*The task*: Can you rewrite the section that opens with the line containing "Each instance of the city" and closes with the line containing "[739, 1282]", swapping "light trail" for "headlight streak" and keeping everything else the same?

*Stored rows*:
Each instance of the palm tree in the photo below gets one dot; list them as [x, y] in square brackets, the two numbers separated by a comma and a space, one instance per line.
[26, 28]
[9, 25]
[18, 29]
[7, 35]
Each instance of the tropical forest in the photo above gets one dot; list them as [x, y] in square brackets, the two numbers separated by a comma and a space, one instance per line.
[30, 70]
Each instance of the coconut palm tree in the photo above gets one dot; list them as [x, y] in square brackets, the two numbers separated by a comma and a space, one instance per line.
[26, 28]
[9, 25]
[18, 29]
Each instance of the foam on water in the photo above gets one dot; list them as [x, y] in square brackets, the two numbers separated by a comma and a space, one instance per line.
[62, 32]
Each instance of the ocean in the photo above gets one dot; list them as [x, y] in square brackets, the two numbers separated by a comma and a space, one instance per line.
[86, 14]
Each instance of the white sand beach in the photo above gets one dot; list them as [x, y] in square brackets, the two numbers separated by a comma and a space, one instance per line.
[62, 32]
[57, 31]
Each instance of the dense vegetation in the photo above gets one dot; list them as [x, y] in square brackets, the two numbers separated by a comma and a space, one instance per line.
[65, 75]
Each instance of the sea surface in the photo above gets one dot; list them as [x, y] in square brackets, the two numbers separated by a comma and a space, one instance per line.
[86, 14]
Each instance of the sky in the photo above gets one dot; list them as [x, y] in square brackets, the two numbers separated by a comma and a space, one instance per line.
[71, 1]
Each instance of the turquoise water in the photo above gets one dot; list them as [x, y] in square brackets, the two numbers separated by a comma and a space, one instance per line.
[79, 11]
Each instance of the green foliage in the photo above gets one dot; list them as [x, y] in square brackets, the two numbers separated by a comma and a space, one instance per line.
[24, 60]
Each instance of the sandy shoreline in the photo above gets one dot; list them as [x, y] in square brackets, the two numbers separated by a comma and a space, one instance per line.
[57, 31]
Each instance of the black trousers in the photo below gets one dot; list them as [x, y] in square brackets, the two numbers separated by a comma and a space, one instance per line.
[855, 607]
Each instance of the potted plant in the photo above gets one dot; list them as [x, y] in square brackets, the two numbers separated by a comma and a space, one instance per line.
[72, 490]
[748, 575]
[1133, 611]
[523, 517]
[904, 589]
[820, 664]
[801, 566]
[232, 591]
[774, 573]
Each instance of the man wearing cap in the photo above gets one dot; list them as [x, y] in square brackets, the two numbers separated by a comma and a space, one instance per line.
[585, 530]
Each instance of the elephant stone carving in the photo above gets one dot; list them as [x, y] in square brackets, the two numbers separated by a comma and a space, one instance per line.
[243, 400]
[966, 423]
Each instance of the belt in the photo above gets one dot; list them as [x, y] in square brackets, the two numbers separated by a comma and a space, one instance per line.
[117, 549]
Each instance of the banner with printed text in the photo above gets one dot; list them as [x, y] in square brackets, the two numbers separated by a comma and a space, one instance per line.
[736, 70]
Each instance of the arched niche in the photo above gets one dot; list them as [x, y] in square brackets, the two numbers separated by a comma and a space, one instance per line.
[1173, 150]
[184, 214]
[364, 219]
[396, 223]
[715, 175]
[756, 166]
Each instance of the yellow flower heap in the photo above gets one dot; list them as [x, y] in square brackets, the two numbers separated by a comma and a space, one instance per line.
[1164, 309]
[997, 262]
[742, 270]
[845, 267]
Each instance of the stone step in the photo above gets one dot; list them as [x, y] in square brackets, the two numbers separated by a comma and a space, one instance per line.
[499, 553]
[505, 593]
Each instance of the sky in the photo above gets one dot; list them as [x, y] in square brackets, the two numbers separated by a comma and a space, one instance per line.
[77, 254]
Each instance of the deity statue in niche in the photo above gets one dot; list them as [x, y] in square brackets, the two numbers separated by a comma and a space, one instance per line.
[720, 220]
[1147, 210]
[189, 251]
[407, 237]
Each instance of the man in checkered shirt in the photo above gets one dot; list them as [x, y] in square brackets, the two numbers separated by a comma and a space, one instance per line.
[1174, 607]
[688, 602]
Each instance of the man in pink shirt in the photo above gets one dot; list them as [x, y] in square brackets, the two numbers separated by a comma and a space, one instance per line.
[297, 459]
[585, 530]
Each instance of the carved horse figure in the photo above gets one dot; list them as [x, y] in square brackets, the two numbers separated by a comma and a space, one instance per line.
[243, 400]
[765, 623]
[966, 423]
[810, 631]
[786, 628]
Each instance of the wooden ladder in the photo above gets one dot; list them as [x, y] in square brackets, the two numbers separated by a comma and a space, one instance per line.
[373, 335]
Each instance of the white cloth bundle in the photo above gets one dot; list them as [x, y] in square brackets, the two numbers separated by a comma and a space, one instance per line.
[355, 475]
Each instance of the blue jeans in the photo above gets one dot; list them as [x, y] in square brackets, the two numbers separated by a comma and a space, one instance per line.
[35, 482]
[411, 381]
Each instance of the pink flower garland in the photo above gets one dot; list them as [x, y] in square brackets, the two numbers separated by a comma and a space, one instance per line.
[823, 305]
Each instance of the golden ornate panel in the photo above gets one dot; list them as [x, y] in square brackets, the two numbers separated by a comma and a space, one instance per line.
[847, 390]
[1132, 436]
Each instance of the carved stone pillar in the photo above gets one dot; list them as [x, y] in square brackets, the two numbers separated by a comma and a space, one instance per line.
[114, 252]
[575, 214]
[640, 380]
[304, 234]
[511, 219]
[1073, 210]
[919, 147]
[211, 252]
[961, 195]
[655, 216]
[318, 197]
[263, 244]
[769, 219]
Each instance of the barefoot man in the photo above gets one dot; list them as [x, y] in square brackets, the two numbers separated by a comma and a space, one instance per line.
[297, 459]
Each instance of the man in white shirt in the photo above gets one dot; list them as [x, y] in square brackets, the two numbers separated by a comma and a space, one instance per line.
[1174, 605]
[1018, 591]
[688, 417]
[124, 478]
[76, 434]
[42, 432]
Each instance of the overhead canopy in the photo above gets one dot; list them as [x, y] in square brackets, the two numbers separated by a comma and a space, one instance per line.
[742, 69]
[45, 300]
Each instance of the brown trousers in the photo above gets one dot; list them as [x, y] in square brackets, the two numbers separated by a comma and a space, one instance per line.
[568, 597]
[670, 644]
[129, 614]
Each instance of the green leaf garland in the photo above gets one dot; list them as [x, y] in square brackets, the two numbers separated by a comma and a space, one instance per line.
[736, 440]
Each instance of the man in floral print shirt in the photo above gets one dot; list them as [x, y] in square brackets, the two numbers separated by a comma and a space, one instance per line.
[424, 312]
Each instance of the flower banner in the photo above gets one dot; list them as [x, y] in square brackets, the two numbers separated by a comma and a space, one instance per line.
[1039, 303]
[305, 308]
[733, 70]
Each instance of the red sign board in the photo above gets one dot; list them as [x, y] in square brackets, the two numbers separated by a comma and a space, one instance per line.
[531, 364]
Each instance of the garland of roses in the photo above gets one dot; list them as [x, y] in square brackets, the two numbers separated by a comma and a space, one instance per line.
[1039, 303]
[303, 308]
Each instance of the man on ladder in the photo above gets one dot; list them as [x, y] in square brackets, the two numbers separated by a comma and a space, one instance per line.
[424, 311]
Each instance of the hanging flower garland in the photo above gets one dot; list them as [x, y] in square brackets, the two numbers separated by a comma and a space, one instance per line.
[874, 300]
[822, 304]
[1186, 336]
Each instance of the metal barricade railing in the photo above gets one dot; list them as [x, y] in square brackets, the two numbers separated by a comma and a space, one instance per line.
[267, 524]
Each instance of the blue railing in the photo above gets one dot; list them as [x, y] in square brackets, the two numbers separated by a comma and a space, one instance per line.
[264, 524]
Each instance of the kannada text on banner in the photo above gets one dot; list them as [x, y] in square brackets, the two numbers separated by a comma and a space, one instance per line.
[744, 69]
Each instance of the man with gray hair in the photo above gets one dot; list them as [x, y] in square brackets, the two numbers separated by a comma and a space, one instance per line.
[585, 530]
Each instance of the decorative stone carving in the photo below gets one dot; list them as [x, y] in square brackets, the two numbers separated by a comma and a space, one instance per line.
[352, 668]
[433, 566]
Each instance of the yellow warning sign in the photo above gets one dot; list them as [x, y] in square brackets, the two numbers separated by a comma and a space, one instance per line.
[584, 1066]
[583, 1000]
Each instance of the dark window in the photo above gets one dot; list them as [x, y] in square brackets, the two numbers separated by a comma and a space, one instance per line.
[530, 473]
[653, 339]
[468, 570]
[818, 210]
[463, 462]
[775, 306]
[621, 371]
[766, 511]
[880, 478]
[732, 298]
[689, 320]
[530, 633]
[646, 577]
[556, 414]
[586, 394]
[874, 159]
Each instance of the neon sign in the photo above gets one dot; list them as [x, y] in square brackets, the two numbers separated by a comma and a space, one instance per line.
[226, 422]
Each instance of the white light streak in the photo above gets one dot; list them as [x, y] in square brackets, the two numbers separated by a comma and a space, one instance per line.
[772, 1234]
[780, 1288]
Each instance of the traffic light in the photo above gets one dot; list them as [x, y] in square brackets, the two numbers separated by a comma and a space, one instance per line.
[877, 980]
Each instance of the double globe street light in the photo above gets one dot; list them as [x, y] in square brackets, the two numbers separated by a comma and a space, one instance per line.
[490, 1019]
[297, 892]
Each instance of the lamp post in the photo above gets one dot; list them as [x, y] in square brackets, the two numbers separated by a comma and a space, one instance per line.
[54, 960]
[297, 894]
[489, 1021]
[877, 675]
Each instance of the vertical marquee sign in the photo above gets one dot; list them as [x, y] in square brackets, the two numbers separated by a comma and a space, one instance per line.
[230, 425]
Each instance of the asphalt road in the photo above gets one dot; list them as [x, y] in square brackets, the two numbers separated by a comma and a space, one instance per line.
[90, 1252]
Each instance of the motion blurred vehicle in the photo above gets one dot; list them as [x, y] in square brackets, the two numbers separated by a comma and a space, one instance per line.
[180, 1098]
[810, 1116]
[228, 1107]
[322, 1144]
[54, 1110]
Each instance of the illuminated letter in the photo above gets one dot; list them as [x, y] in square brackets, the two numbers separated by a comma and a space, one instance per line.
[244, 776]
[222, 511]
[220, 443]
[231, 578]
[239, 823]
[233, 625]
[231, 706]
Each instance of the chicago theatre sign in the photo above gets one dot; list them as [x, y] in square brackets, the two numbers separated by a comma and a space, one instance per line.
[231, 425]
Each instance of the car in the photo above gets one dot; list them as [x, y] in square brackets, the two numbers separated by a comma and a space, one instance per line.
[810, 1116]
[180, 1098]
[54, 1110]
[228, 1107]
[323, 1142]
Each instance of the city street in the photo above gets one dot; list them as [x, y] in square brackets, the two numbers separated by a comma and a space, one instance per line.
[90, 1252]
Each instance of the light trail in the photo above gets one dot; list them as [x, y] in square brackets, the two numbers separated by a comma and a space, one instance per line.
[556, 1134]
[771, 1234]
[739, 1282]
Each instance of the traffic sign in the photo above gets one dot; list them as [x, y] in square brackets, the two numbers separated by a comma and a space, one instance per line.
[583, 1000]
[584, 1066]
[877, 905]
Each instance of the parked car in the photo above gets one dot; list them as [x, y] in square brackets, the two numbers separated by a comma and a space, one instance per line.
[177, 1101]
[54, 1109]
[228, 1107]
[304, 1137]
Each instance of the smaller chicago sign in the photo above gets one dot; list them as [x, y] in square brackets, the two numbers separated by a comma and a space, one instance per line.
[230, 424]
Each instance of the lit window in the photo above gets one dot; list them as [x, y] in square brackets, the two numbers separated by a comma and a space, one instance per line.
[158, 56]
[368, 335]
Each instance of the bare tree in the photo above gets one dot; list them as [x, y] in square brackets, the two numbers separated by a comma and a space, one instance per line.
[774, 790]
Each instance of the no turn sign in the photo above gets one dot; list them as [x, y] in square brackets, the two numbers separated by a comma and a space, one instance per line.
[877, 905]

*Exercise solution*:
Each instance of the city street in the photo above gets one dot; list them as [x, y] in square brackets, the two numbers separated by a comma and a space, one instance per line.
[90, 1252]
Each instance of the headlight streak in the photo above gets one dot; list them as [x, y] in square brackets, the two numbers separated by a comma and a space, one instance per line.
[556, 1134]
[771, 1234]
[739, 1282]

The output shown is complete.